> _WORK ITEM_:
In the records that follow, find each line with the word "heap" and copy it.

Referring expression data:
^^^^

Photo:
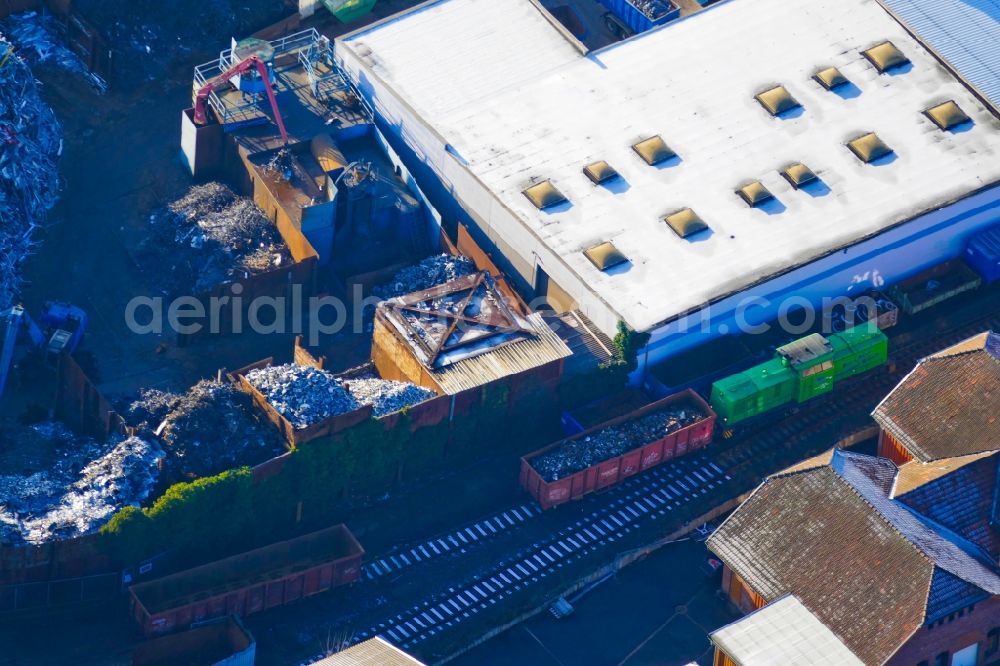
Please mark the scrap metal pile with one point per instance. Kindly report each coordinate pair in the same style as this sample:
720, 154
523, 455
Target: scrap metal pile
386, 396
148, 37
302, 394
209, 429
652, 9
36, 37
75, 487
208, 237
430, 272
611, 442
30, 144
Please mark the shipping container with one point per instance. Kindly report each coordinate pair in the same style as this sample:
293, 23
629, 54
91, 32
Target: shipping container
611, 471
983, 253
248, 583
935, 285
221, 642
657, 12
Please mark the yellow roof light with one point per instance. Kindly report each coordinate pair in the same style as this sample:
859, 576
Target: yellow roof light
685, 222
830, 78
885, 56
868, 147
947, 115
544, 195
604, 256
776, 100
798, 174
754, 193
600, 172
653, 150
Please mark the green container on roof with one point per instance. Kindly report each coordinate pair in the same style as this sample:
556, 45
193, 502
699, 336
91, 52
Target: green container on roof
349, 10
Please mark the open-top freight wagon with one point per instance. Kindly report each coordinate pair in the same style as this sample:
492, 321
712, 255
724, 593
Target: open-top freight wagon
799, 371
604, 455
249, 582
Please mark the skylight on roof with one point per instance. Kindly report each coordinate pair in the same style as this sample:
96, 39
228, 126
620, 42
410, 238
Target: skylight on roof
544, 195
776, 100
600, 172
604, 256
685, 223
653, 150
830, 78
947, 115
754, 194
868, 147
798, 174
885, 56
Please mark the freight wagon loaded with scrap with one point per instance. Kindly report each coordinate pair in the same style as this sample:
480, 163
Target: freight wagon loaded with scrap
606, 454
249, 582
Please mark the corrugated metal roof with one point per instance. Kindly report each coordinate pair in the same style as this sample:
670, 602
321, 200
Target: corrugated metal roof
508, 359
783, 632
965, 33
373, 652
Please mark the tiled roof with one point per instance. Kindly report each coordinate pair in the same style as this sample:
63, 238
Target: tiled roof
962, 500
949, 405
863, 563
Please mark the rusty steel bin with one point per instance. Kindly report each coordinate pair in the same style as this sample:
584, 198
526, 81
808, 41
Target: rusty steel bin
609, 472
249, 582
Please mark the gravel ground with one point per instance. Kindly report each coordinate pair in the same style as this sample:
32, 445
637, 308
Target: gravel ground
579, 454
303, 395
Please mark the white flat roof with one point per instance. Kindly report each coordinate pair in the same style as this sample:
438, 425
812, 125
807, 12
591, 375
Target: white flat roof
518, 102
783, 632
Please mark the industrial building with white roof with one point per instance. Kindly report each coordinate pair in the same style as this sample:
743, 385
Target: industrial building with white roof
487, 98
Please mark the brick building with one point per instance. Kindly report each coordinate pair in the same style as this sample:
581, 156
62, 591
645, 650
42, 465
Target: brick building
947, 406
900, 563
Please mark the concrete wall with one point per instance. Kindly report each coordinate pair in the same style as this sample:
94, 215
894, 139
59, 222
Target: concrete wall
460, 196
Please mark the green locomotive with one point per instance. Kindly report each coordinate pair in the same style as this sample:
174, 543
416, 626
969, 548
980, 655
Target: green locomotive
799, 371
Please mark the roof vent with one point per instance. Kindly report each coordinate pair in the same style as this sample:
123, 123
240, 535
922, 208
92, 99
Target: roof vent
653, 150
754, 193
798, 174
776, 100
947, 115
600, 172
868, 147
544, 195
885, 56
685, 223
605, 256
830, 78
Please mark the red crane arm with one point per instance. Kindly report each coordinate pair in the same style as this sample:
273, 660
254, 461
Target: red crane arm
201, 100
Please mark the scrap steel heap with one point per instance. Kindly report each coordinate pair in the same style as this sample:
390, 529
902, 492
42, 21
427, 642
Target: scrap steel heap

^^^^

> _RESPONSE BELOW_:
Please mark the scrap steel heap with one point per instance. Kindly report each coordinate pair in the same style as this sample:
Target: scrap steel heap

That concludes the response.